EXERCISE PROMPT – Look through the listing for the word "orange". Copy each line that has it.

========================================================================

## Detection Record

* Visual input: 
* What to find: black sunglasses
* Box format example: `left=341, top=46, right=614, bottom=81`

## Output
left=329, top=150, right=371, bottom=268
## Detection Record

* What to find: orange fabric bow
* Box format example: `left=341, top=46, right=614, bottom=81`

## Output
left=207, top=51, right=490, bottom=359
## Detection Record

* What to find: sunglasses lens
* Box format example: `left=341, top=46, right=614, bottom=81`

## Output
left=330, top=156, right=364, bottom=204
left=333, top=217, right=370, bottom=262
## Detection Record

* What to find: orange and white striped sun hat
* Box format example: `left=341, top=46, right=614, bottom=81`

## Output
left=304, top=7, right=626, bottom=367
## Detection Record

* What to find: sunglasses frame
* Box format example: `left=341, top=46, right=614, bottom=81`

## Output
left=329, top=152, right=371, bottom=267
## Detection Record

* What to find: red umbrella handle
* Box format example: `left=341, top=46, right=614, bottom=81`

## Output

========================================================================

TASK ANSWER –
* What to find: orange fabric bow
* What to find: orange and white striped sun hat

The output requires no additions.